§ Source material:
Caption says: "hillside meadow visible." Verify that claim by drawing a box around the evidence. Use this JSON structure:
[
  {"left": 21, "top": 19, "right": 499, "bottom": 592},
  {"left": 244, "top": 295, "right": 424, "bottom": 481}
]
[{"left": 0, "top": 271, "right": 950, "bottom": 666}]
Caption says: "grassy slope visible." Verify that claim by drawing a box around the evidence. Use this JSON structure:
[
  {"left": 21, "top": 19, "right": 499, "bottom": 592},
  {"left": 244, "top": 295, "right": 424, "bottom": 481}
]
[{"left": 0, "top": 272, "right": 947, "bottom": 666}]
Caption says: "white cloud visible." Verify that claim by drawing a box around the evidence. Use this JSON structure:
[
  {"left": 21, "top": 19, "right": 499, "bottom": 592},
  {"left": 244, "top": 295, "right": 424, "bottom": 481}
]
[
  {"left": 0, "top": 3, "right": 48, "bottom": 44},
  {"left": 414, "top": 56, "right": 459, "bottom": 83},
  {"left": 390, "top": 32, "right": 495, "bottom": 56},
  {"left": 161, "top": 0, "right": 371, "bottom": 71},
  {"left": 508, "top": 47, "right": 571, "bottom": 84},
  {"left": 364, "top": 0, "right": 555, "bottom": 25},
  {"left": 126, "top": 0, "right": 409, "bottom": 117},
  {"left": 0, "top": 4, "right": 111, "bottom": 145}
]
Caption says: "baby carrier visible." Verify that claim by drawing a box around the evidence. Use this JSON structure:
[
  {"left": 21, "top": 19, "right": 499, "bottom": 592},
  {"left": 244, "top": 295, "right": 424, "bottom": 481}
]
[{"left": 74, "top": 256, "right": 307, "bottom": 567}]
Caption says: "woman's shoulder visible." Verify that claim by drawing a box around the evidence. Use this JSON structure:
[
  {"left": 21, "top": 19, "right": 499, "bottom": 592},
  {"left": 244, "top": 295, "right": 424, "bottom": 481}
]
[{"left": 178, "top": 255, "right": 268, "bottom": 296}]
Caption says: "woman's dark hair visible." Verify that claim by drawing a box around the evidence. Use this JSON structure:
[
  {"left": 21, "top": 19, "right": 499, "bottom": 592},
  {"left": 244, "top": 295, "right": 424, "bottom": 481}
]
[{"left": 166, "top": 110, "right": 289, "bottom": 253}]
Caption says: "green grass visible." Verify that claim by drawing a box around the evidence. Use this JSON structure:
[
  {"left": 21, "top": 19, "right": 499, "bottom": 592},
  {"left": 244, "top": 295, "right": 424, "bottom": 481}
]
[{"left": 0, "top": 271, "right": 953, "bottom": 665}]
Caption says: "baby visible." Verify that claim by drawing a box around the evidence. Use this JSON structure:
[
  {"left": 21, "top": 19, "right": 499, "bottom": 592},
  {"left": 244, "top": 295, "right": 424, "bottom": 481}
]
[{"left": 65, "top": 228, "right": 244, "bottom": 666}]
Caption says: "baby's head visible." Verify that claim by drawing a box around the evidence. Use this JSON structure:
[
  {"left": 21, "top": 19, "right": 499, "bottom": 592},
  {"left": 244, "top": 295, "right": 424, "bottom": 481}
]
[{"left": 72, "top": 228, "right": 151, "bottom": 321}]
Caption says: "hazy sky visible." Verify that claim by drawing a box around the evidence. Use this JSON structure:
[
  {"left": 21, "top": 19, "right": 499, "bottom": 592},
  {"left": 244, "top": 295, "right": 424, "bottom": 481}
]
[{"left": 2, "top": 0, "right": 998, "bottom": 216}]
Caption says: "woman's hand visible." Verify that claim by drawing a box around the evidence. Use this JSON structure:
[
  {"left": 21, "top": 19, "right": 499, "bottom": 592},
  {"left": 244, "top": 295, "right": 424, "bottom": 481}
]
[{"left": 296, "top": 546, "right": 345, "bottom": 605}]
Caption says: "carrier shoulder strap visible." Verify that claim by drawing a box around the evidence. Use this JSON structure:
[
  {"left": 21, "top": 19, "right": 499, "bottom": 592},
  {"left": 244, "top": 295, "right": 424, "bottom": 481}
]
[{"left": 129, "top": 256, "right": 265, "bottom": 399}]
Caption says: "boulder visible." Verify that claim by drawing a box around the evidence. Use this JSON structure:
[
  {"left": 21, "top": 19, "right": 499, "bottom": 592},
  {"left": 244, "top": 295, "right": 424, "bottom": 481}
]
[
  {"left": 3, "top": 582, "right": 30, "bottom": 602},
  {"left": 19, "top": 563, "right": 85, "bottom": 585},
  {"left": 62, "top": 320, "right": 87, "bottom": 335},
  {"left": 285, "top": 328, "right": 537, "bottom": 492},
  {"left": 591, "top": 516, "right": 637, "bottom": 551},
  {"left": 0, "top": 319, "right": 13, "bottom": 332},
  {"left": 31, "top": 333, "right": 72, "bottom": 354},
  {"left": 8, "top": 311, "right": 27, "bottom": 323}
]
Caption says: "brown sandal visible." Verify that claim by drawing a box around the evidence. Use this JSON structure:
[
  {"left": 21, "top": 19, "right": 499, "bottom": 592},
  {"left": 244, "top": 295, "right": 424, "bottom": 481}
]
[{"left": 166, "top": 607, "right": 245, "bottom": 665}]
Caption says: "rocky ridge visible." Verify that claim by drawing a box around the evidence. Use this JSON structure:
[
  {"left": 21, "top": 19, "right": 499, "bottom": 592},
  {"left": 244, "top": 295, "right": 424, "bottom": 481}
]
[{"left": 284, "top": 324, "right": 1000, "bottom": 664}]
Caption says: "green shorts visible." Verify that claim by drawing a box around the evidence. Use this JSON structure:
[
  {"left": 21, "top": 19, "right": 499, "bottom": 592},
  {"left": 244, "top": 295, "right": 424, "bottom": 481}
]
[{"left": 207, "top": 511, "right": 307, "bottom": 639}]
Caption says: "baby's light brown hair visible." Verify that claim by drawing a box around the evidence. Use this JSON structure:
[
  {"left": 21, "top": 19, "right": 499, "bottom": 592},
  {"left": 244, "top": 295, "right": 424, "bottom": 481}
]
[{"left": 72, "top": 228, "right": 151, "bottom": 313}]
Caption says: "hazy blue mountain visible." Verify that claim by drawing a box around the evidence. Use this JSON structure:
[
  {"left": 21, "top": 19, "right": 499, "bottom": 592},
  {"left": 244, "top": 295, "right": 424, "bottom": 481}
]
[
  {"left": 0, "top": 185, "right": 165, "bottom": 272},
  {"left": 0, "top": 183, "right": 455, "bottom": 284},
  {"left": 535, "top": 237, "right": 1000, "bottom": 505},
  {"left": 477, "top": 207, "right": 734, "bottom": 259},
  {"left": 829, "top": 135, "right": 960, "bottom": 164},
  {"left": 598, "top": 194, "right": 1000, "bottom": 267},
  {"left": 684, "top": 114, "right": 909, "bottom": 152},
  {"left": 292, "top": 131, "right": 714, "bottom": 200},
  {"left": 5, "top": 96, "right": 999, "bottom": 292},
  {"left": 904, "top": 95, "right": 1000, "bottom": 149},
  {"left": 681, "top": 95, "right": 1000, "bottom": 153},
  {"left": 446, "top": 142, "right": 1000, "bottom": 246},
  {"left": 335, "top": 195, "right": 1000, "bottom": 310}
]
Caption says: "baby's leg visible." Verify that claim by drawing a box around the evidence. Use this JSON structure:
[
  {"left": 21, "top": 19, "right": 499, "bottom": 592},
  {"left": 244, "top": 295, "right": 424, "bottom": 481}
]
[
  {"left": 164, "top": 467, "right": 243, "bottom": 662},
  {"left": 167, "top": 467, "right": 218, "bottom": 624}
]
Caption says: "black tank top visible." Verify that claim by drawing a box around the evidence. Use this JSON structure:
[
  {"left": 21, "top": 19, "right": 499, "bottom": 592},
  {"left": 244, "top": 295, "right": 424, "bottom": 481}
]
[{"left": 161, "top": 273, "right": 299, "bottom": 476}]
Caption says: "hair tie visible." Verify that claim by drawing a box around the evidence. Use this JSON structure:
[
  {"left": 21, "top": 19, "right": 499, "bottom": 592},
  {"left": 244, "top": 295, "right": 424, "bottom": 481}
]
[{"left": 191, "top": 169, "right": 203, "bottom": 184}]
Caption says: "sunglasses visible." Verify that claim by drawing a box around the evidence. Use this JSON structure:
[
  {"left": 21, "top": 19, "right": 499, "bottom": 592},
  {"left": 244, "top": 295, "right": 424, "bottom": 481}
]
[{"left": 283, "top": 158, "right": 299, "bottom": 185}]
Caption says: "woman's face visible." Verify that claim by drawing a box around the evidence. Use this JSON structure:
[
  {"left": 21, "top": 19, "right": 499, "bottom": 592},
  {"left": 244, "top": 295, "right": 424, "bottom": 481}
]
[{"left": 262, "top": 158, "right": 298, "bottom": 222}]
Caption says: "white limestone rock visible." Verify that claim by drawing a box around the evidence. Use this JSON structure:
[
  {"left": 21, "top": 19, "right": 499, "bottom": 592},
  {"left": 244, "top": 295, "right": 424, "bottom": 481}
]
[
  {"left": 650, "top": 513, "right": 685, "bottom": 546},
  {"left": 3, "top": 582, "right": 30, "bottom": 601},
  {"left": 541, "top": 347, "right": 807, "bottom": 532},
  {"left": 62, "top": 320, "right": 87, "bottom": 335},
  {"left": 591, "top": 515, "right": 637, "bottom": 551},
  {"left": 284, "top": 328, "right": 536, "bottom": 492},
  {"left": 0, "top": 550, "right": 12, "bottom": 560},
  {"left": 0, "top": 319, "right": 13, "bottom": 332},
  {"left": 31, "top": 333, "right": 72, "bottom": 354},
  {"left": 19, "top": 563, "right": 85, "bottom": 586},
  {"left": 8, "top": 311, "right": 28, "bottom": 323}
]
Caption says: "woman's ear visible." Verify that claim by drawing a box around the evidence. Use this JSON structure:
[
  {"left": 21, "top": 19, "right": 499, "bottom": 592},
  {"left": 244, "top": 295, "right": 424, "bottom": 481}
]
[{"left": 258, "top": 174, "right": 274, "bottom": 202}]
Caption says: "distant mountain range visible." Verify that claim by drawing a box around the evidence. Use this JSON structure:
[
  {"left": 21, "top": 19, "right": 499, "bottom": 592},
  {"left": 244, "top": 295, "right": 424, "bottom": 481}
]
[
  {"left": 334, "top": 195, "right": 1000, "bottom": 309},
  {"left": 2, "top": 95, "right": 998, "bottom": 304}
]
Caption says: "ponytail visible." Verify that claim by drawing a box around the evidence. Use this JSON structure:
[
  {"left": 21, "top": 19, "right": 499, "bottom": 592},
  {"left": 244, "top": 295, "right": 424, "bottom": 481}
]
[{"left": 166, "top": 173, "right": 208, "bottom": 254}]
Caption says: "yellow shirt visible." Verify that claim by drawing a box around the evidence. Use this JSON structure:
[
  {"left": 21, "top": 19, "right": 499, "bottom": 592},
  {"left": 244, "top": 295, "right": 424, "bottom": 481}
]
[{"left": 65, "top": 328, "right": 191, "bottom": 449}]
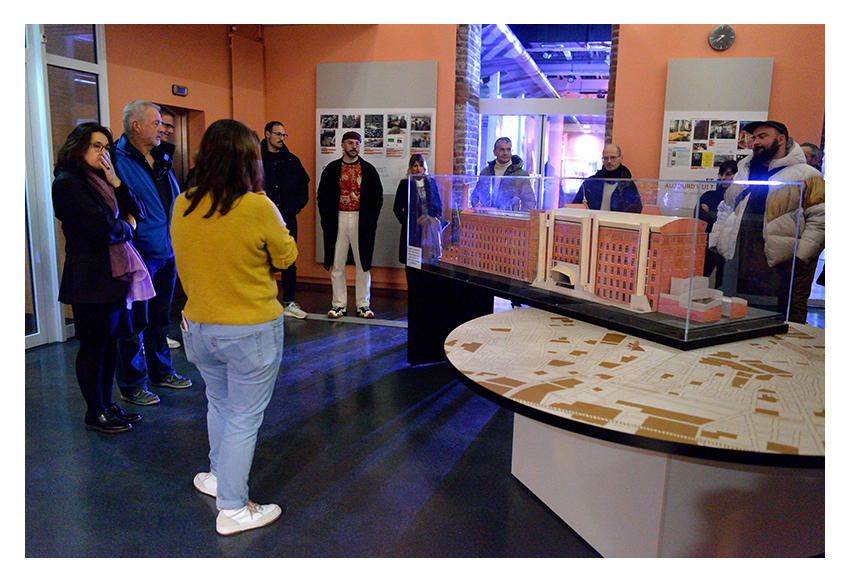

§ What the task asks: Search the records for the string "carrier" and, wherever a line contains it, please copy that line.

§ Reply:
Caption says: "baby carrier visible." Verify that claim by drawing a box around the evidence. Use this JSON structure:
Caption says: "carrier shoulder strap visible." Verify that claim by drawing a box around the evidence. Use this JSON structure:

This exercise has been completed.